------ Exercise text
Hyperpolarization activated current elicited after depolarization
Pyramidal cell action potentials elicited by disinhibition proved to be crucial for the timing of pyramidal cell activity (see Fig. 2). We studied what intrinsic mechanisms contribute to the precise timing of pyramidal neurons. As Ih current was suspected to be responsible for the induction of the generation of action potentials through depolarizing overshoot, we focused our attention on the contribution of Ih current in action potential and burst generation (Fig. 5). Furthermore, the question whether the dynamics of the Ih allows a single IPSC to elicit rebound activity or stronger and longer-lasting hyperpolarization is necessary for reliable rebound spikes was also asked.
Hyperpolarizing step currents were injected into the somatic compartment of the pyramidal cell model and conditions of rebound action potential generation were analyzed in the same compartment (Fig. 5A). To retain the same conditions that were used during simulations on basket cell networkinhibited pyramidal cell, the same tonic depolarization was applied to the soma of the pyramidal neuron. Furthermore, to have a clearer view on the direct effects of inhibition on pyramidal cell firing, we eliminated the spontaneously occurring action potentials of pyramidal cells by setting the sodium conductance of pyramidal neurons to 0 nS. The effect of intrinsic properties on action potential generation was evaluated by measuring the conditions necessary for reaching a predetermined action potential threshold (52.6 mV). Although this threshold can vary dynamically under physiological conditions (Azouz and Gray 2000
), this does not affect the results shown here.
------------
------ Dataset content
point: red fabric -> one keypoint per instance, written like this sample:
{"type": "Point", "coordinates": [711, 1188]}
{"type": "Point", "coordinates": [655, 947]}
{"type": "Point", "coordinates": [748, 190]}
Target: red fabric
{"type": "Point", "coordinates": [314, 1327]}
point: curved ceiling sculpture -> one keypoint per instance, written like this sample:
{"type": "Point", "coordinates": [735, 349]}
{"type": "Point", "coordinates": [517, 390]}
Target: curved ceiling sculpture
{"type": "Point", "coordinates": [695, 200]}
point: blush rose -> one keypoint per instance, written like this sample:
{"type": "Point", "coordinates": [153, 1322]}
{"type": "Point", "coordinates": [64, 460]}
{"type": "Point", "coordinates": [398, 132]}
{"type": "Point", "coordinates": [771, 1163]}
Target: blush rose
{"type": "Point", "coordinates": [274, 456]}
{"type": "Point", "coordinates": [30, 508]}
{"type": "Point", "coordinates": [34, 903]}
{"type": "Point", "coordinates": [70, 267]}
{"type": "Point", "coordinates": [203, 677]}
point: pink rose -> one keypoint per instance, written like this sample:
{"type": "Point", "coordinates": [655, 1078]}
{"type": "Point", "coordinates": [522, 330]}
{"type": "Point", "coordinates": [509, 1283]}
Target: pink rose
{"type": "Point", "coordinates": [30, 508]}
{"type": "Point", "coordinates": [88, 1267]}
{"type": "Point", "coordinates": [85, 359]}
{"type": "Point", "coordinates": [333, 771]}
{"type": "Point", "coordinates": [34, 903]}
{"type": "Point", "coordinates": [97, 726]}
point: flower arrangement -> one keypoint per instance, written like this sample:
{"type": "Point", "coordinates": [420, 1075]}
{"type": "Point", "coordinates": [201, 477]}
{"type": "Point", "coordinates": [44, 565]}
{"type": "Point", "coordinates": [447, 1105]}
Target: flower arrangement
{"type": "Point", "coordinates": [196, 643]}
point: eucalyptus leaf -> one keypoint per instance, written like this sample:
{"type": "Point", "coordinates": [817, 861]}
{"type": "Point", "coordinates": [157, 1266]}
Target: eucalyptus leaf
------------
## What to do
Reproduce the entire passage on the hyperpolarization-activated current, word for word.

## Exercise solution
Hyperpolarization activated current elicited after depolarization
Pyramidal cell action potentials elicited by disinhibition proved to be crucial for the timing of pyramidal cell activity (see Fig. 2). We studied what intrinsic mechanisms contribute to the precise timing of pyramidal neurons. As Ih current was suspected to be responsible for the induction of the generation of action potentials through depolarizing overshoot, we focused our attention on the contribution of Ih current in action potential and burst generation (Fig. 5). Furthermore, the question whether the dynamics of the Ih allows a single IPSC to elicit rebound activity or stronger and longer-lasting hyperpolarization is necessary for reliable rebound spikes was also asked.
Hyperpolarizing step currents were injected into the somatic compartment of the pyramidal cell model and conditions of rebound action potential generation were analyzed in the same compartment (Fig. 5A). To retain the same conditions that were used during simulations on basket cell networkinhibited pyramidal cell, the same tonic depolarization was applied to the soma of the pyramidal neuron. Furthermore, to have a clearer view on the direct effects of inhibition on pyramidal cell firing, we eliminated the spontaneously occurring action potentials of pyramidal cells by setting the sodium conductance of pyramidal neurons to 0 nS. The effect of intrinsic properties on action potential generation was evaluated by measuring the conditions necessary for reaching a predetermined action potential threshold (52.6 mV). Although this threshold can vary dynamically under physiological conditions (Azouz and Gray 2000
), this does not affect the results shown here.